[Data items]
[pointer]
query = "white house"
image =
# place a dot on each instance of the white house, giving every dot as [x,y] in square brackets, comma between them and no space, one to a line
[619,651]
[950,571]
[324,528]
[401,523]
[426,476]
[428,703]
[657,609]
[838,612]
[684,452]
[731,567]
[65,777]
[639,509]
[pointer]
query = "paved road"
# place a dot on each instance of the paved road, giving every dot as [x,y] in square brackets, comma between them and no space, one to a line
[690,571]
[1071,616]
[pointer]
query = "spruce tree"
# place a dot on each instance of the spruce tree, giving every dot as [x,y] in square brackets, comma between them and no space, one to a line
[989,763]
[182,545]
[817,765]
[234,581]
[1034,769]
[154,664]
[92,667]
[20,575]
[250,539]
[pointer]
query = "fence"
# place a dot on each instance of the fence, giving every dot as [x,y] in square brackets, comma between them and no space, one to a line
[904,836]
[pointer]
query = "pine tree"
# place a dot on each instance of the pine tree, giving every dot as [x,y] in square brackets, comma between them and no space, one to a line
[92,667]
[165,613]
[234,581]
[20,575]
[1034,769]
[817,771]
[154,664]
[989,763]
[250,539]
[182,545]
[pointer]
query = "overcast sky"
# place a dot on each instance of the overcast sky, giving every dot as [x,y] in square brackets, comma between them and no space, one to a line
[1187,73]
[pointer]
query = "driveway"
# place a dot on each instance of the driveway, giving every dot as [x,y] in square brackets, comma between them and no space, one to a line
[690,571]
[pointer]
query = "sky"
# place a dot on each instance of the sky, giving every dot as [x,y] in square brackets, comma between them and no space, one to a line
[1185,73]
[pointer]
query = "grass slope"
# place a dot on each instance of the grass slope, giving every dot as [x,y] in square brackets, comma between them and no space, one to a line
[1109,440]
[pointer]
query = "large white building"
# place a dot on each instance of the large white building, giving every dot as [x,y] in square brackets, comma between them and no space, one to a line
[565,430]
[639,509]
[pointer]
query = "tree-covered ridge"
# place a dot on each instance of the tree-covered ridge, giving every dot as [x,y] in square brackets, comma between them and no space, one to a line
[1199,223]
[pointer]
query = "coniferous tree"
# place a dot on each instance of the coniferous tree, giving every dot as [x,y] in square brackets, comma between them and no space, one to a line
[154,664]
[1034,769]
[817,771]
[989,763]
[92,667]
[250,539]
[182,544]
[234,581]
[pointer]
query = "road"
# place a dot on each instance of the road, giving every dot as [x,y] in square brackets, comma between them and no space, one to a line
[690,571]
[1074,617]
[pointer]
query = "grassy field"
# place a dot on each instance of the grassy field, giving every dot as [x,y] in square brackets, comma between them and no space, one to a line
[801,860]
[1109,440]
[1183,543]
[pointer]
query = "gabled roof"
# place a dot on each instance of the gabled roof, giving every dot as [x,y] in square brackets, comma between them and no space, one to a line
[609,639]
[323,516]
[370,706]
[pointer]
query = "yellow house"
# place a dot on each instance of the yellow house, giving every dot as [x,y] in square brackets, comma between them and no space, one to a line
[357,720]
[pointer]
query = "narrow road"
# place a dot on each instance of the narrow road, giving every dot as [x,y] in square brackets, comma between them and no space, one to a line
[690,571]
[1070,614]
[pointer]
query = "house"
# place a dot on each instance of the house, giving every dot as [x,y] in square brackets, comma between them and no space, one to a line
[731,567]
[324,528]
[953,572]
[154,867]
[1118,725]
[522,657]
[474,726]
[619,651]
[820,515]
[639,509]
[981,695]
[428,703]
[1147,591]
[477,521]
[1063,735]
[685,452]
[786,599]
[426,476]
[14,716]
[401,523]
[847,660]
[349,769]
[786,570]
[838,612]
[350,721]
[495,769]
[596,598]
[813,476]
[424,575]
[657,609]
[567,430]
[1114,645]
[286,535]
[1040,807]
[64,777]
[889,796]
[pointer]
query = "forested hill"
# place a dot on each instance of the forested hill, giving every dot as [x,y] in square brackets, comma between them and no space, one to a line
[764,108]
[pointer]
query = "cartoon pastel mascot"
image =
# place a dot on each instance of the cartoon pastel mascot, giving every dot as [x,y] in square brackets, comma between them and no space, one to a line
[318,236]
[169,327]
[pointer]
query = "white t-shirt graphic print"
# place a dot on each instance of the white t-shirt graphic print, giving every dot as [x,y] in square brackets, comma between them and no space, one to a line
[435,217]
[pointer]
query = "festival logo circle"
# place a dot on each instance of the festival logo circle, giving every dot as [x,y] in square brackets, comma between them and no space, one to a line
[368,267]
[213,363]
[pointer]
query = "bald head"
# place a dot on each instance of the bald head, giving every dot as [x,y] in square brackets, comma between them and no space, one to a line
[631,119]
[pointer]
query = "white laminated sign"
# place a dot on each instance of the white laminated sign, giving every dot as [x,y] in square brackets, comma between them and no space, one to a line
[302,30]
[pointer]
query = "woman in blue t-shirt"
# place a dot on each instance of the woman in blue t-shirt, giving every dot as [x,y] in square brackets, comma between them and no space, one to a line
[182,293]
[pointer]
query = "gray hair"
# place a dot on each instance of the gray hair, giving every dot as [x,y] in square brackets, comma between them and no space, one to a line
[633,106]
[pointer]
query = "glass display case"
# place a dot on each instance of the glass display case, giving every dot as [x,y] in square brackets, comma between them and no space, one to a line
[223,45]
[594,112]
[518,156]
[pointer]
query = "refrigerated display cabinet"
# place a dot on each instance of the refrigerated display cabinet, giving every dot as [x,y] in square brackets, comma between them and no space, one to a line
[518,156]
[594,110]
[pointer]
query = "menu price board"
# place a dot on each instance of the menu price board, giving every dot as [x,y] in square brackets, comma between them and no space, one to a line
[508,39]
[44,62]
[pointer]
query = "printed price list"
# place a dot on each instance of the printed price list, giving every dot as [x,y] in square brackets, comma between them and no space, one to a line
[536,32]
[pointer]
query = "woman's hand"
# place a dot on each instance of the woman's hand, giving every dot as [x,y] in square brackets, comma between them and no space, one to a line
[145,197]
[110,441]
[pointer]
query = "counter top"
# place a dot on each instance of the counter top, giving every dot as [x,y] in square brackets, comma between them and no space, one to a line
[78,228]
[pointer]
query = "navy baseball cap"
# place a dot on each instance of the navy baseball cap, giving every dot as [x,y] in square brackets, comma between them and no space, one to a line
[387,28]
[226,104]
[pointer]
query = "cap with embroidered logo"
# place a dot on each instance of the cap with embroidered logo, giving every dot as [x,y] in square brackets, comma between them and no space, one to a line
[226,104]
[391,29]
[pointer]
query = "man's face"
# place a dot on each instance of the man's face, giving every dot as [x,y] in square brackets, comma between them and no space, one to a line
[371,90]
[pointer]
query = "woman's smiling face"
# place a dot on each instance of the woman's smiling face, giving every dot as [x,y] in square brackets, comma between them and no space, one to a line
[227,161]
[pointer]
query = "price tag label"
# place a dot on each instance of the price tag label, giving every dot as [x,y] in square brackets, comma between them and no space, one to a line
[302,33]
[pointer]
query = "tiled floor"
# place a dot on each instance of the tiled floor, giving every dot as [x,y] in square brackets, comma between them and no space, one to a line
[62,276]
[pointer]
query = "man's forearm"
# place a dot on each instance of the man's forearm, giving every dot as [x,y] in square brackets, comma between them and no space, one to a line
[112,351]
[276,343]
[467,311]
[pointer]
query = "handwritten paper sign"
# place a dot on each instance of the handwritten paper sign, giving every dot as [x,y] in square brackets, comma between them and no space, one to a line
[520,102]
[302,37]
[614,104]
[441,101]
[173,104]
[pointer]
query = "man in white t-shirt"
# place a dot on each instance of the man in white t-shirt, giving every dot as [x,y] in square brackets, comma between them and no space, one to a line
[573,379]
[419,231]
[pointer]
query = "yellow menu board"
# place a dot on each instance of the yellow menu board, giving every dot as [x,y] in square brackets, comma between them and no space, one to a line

EXERCISE REQUIREMENTS -
Print the data above exactly as it reads.

FINISHED TASK -
[pointer]
query = "white house"
image =
# place a dot on each instance of the white house, giving every dot as [x,y] in square brackets, comma between them and no space, one to a line
[619,651]
[950,571]
[324,528]
[401,523]
[426,476]
[428,703]
[657,609]
[838,612]
[684,452]
[731,567]
[65,777]
[639,509]
[pointer]
query = "paved road"
# place a dot on each instance of the paved road, giving every dot as [x,y] in square brackets, comma between them and no space, one to a line
[690,571]
[1071,616]
[pointer]
query = "spruce tree"
# place a dot on each instance of the spruce tree, giving every dot as [x,y] in square brackets, comma between them and no space, one to a line
[989,763]
[182,545]
[817,765]
[234,581]
[1034,769]
[154,664]
[92,667]
[20,575]
[250,539]
[pointer]
query = "fence"
# place a dot on each instance of the fence, giving every dot as [x,y] in square brackets, comma between them and no space, one to a line
[904,836]
[pointer]
query = "pine tree"
# place a dot on each instance of the pine tree, giving every dot as [x,y] in square brackets, comma between them and no space, one to a line
[92,667]
[165,613]
[234,581]
[20,575]
[1034,769]
[817,771]
[154,664]
[989,763]
[250,539]
[182,545]
[pointer]
query = "overcast sky"
# place a dot on each instance of the overcast sky, giving every dot as [x,y] in square brackets, comma between them and no space, one to a line
[1187,73]
[pointer]
query = "driveway"
# place a dot on each instance of the driveway, giving every dot as [x,y] in square brackets, comma between them and no space, one to a line
[690,571]
[pointer]
query = "sky"
# place a dot on each instance of the sky, giving every dot as [x,y] in square brackets, comma between them and no space, one to a line
[1185,73]
[pointer]
query = "grass slope"
# place a dot on each instance of the grass slope, giving every dot as [x,y] in square brackets, comma between them and no space, one to a line
[1109,440]
[pointer]
query = "large white building"
# place a dot on each instance of the large white building, giving every dot as [x,y] in square brackets, comma between them and no space, one to a line
[565,430]
[639,509]
[pointer]
query = "tree-covered ridge"
# place a dot on each instance of the tree-covered ridge, giving every dot as [x,y] in square brackets, comma between them and no space, one to a line
[1199,223]
[pointer]
query = "coniferous tree"
# place a dot on each instance of the coniferous tree, giving every dot as [x,y] in square brackets, comma between them and no space, one to a line
[154,664]
[1034,769]
[817,771]
[989,763]
[92,667]
[250,539]
[182,544]
[234,581]
[pointer]
query = "road"
# place a dot on each instance of the road, giving every dot as [x,y] in square brackets, comma between them and no space, one to a line
[690,571]
[1074,617]
[pointer]
query = "grassy field"
# place a dot on each instance of the grassy field, giving every dot as [x,y] in square brackets, comma between them and no space, one to a line
[801,860]
[1109,440]
[1183,543]
[pointer]
query = "gabled roof"
# place a dot on each instance of the gabled roof, giving every dot as [x,y] in square brackets, comma between them and no space, one to a line
[609,639]
[323,516]
[370,706]
[pointer]
query = "yellow house"
# place a dot on each instance of the yellow house, giving every dot as [x,y] in square brackets, comma between them and no space, one to a line
[357,720]
[pointer]
query = "narrow road"
# place a dot on each instance of the narrow road, giving every dot as [x,y] in square brackets, comma between them and no space, one to a line
[690,571]
[1070,614]
[pointer]
query = "house"
# place a dot on each instance of the house, giving every dot as [x,y] in square brackets, comma between them and no space, one to a line
[731,567]
[324,528]
[953,572]
[154,867]
[1118,725]
[522,657]
[474,726]
[619,651]
[820,515]
[639,509]
[981,695]
[428,703]
[1147,591]
[477,521]
[1063,735]
[685,452]
[786,599]
[426,476]
[14,716]
[401,523]
[847,660]
[349,769]
[786,570]
[838,612]
[350,721]
[495,769]
[596,598]
[813,476]
[424,575]
[657,609]
[567,430]
[1114,645]
[286,535]
[1040,807]
[64,777]
[889,796]
[pointer]
query = "forested hill"
# place a dot on each instance of the forested hill, giving every dot as [x,y] in square brackets, comma between them and no space, one to a line
[764,108]
[pointer]
query = "cartoon pastel mascot"
image =
# place a dot on each instance of the cartoon pastel mascot, giving every dot as [x,y] in square brackets, comma between them and no space, one to a line
[318,236]
[169,327]
[pointer]
query = "white t-shirt graphic print"
# place a dot on each instance of the white t-shirt graphic print, giving every dot as [x,y] in square brackets, comma between them and no space, one to a line
[435,217]
[pointer]
query = "festival logo circle"
# place a dot on each instance of the festival logo circle, giving every dot as [x,y] in square brackets, comma between them and no space, one to a line
[368,267]
[213,363]
[pointer]
query = "bald head"
# place a dot on each instance of the bald head, giving every dot as [x,y] in square brackets, comma between them and no space, one to a line
[631,119]
[pointer]
query = "white laminated sign"
# place a dot on each instance of the white laminated sign, giving every dot as [x,y] in square brackets, comma between them and no space, one to a line
[302,30]
[pointer]
query = "woman in blue t-shirt"
# place a dot on each instance of the woman in blue t-shirt, giving every dot as [x,y] in square brackets, comma between them and no space, one to a line
[182,293]
[pointer]
query = "gray hair"
# place a dot on each instance of the gray hair, giving every dot as [x,y] in square brackets, comma between them and no space, one to a line
[633,106]
[pointer]
query = "glass display case"
# place a dot on each instance of the glass display case, giving every dot as [x,y] in square brackets, comma between them and no space, one to a line
[223,45]
[594,112]
[518,156]
[pointer]
query = "refrigerated display cabinet"
# place a dot on each instance of the refrigerated display cabinet, giving every dot as [x,y] in square brackets, comma between them and no space, one to a line
[518,156]
[594,110]
[pointer]
query = "menu price board"
# place a dot on each instance of the menu price board, giving every dot as [x,y] in square brackets, comma between them and no space, one to a line
[508,39]
[44,62]
[pointer]
query = "printed price list"
# place a dot on each instance of the printed price list, giving every dot as [x,y] in square brackets, comma between them and no space, one to a line
[536,32]
[pointer]
query = "woman's hand"
# place a dot on each instance of the woman's hand, giving every dot as [x,y] in square brackets, comma between them and no space, one to a line
[145,197]
[110,441]
[pointer]
query = "counter top"
# place a dot on each instance of the counter top, giving every dot as [x,y] in square brackets, comma between them and no space, one to a line
[78,228]
[pointer]
query = "navy baseball cap"
# place a dot on each instance of the navy baseball cap, giving every dot as [x,y] in square brackets, comma between them and no space, one to a line
[387,28]
[226,104]
[pointer]
query = "cap with embroidered logo"
# place a dot on each instance of the cap with embroidered logo, giving every dot as [x,y] in square brackets, comma between them and no space, one to a line
[226,104]
[391,29]
[pointer]
query = "man's face"
# place a dot on each instance of the man's face, giving every dot as [x,y] in square brackets, comma between them and no space, one to a line
[371,90]
[pointer]
query = "woman's smiling face"
# place a dot on each instance of the woman's smiling face, giving every dot as [x,y] in square brackets, comma between them and no space, one to a line
[227,161]
[pointer]
query = "price tag label"
# place a dot on each instance of the price tag label, giving every dot as [x,y] in square brackets, comma between them and no space, one to a line
[302,33]
[pointer]
query = "tiled floor"
# place a dot on each instance of the tiled floor, giving every dot as [x,y] in square brackets, comma between them and no space, one to a line
[62,276]
[pointer]
query = "man's forearm"
# place a dot on each instance of the man's forearm, giving every dot as [x,y] in square brackets, comma between them and no space, one to a line
[112,351]
[276,343]
[467,311]
[pointer]
query = "handwritten paper sign"
# place a dot on each instance of the handwritten paper sign, giving every dot as [x,y] in square brackets, comma between them and no space, one to a line
[520,102]
[302,37]
[614,104]
[441,101]
[173,104]
[pointer]
query = "man in white t-shirt"
# place a dot on each instance of the man in white t-shirt, giving every dot as [x,y] in square brackets, comma between them and no space, one to a line
[573,379]
[419,231]
[pointer]
query = "yellow menu board"
# place a dot on each instance of the yellow menu board, giving every dot as [x,y] in square brackets, comma between them and no space, one to a line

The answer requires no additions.